** start of DOCUMENT SECTION **

Pedro Canaveri (1891-?) was an Argentine politician and sports manager. He was member of the board of directors and president of the Club Atlético Independiente. In 1946, Canaveri was elected to the post of president of the Argentine Football Association.

Biography 

Canaveri was born in Ramallo, Buenos Aires, son of Pedro Canaveris and María Telechea, belonging to a family of French Basque roots. His father a Creole of Irish descent, belonged to a family of tanners from the southern area of Barracas. 

In 1919, Pedro Canaveri began his career as president of the Club Atlético Independiente, where he was responsible for construction of the first concrete stadium in South America. He was the president of the institution of Avellaneda in the years 1919, 1922-1933 and 1942-1945. In 1931, he carried out a project to divide the thirty four teams of First division into three sections, A. B. C.

In 1946 Pedro Canaveri was appointed president of the Argentine Football Association, succeeding Eduardo Ávalos. He only remained in office until 1947. After of the Revolución Libertadora, Canaveri was appointed as a member of the Controller Commission of AFA, presided at that time by Arturo A. Bullrich.

Pedro Canaveri was married on June 26, 1920 with Mercedes Leira, daughter of José Leira and Mercedes Salgado, belonging to a Spanish family originally from A Coruña. He was cousin of Zoilo Canaveri, a famous Argentine Uruguayan soccer player, who played in Racing Club de Avellaneda and Club Atlético Independiente.

** end of DOCUMENT SECTION **

**AIM A:** In one to three sentences, explain what Canaveri's 1931 project for the First division was meant to do, according to the biography.
The biography and the records come from different sources.

** start of AVAILABLE RECORDS **

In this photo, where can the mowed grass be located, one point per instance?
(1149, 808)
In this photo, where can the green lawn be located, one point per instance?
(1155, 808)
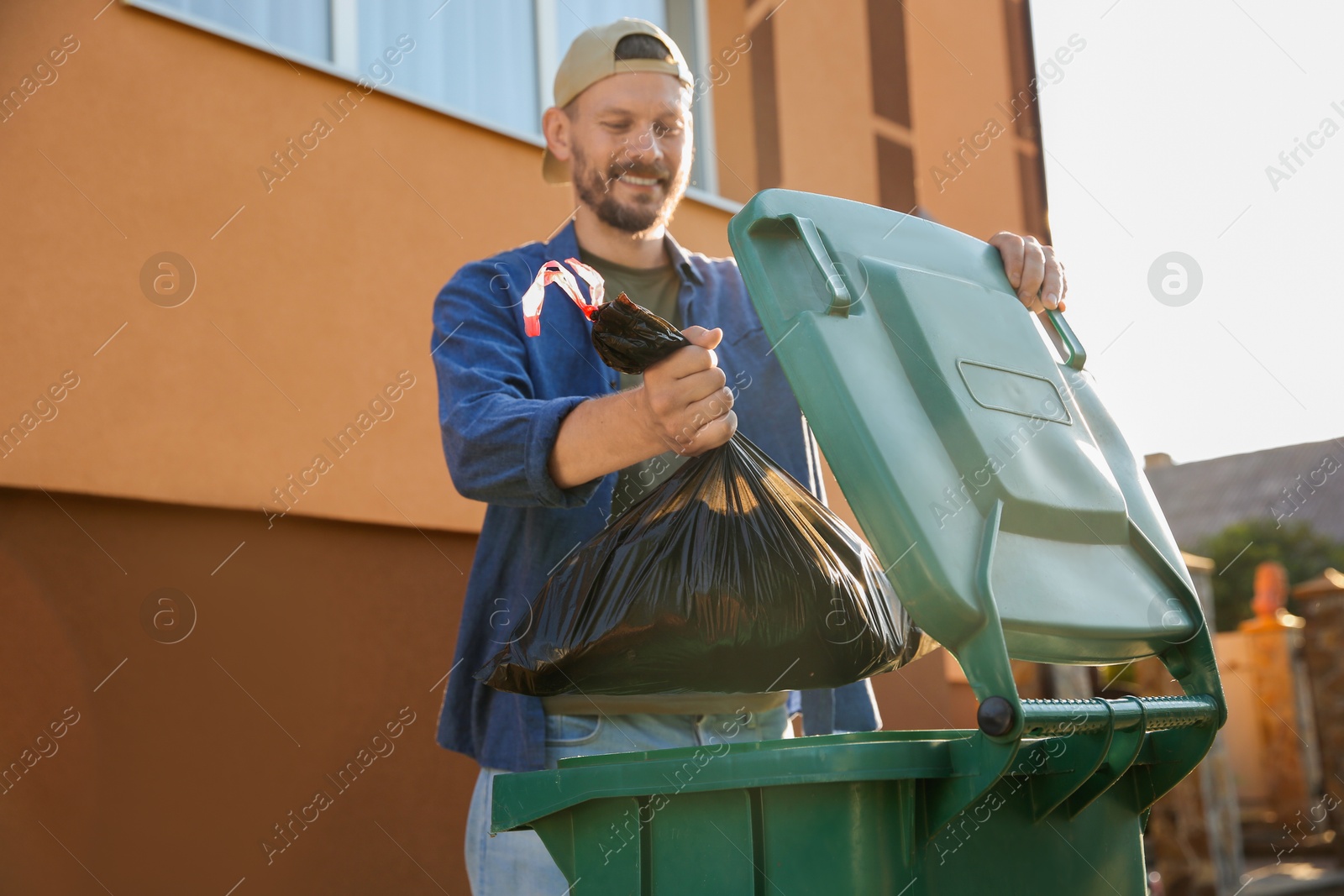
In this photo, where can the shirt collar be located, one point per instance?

** end of AVAILABLE RECORDS **
** start of AVAILABLE RECORDS **

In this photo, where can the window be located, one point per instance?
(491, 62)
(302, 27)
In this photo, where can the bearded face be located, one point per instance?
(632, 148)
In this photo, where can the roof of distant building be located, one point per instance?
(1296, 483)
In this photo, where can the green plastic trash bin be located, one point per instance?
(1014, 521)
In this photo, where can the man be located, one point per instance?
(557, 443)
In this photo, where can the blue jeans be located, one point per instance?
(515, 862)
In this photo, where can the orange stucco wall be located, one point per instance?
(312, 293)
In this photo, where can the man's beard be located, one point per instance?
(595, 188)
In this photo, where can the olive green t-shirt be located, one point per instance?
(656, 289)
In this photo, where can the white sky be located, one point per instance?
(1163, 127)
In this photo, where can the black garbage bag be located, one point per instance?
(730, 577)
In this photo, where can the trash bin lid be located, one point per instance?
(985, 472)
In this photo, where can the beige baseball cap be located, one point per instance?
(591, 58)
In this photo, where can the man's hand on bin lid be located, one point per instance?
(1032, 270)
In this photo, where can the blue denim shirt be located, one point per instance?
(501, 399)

** end of AVAILABLE RECORDS **
** start of AVAILABLE RECORDS **

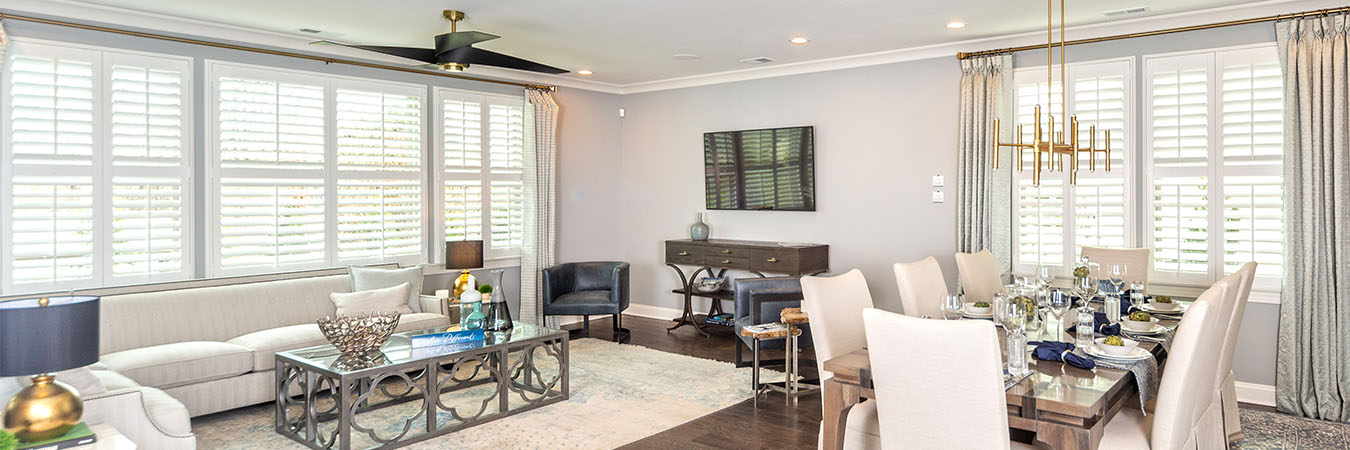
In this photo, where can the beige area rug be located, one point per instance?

** end of AVAILABLE RECORDS **

**AIM B:** Scale the records that start with the line containing "In this photo, where can the mowed" and run through the line containing "In this photo, where can the shirt". Give only those lines again, keeping each request. Multiply every point coordinate in the answers by 0.4 and round to whole numbers, rounding halves up. Leave the pictures out.

**COMPLETE ANSWER A:** The project was meant to divide the thirty-four First division teams into three sections, labeled A, B and C.

**COMPLETE ANSWER B:**
In this photo, where can the mowed grass be located, one point per instance?
(460, 323)
In this photo, where can the green lawn be located, one point per instance?
(462, 323)
In this photo, where can the shirt collar be located, one point per instance?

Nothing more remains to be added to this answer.